課題 1>
新聞勧誘の文章で、中年男は新聞をとってもらう見返りに何をつけると言っていますか。
課題 2>
新聞勧誘の文章を、最後の文の後から書き継いでください。

先日、街をぶらぶらしていると、道端で新聞販売店のジャンパーを着た三人組が何やら話し合っていた。
「僕、もう……」
「いいですか、誠意をもって玄関のベルを押せば……」
「でも、お前んとこの新聞なんかいらないって……」
「わかるけど、なんとかがんばっていきましょうよ」
リーダーらしき男性がこう言うと、三人は円陣を組んで右手を重ね合い、「おう!」とひと声気合をかけて散っていった。それは、悲壮感あふれる姿だった。
数日後、大センセイの家のドアフォンが鳴った。モニターの中に、見知らぬ中年男の顔があった。
「旦那、一年でいいからさ、新聞とってくれませんか」
きっと引っ越してきたのをチェックしていたのだろう。いつもなら門前払いにするところだが、三人組の姿を目撃した直後である。
「新聞、読まないんで」
「いまなら、ビールをワンケースつけますから」

データ一覧>
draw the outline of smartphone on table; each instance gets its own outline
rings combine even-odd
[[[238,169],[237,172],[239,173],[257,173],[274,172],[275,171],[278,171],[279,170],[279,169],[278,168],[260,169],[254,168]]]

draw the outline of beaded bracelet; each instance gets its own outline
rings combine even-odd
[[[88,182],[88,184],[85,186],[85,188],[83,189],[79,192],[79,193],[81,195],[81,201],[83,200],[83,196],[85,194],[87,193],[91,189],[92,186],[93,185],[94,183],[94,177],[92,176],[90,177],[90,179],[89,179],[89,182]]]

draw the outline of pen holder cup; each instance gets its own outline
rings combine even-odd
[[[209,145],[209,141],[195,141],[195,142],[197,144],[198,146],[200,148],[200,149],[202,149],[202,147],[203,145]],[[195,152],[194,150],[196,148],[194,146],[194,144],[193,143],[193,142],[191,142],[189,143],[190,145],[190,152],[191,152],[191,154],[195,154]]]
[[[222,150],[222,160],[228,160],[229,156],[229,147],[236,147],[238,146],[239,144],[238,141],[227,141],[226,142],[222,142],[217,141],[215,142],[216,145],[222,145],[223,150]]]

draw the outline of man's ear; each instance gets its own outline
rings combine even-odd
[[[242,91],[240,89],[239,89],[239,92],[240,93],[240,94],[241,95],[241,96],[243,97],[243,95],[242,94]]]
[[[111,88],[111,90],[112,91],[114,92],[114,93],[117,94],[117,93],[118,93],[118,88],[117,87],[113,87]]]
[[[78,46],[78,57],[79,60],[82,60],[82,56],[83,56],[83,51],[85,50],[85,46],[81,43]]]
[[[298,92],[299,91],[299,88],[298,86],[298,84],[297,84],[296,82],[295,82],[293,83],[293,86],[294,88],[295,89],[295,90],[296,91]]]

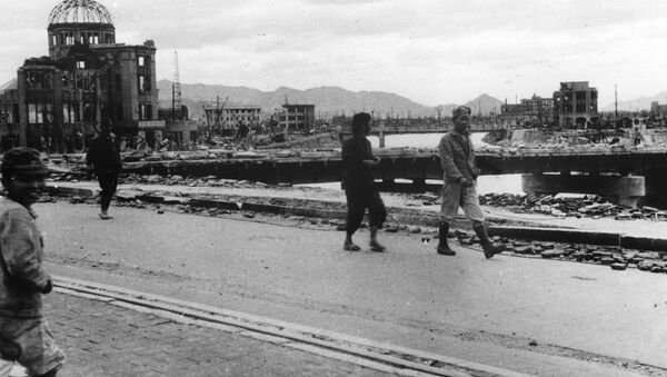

解答 1>
ビールをワンケースつけると言っています。

解答 2>
カネコと名乗る赤ら顔の男とやり取りするうち、以前、ある販売拡張員に教わった言葉を思い出した。
トンコ。
仕事を放り出して逃げてしまうことを、トンコというそうだ。販売店は社員寮を用意したり、生活費の貸付をしたりと手を尽くしているが、トンコはなくならないと拡張員氏は言った。
「辛い仕事だからさ」
カネコさんが、景品のリストを取り出した。
「発泡酒なら二ケースつけられるんだけど、旦那、ビールにしましょうよ。やっぱりね、本物じゃなくちゃいけませんよ」
大センセイ、なぜかカネコさんの言葉にじーんときてしまった。本物なんて、久しぶりに聞く言葉だ。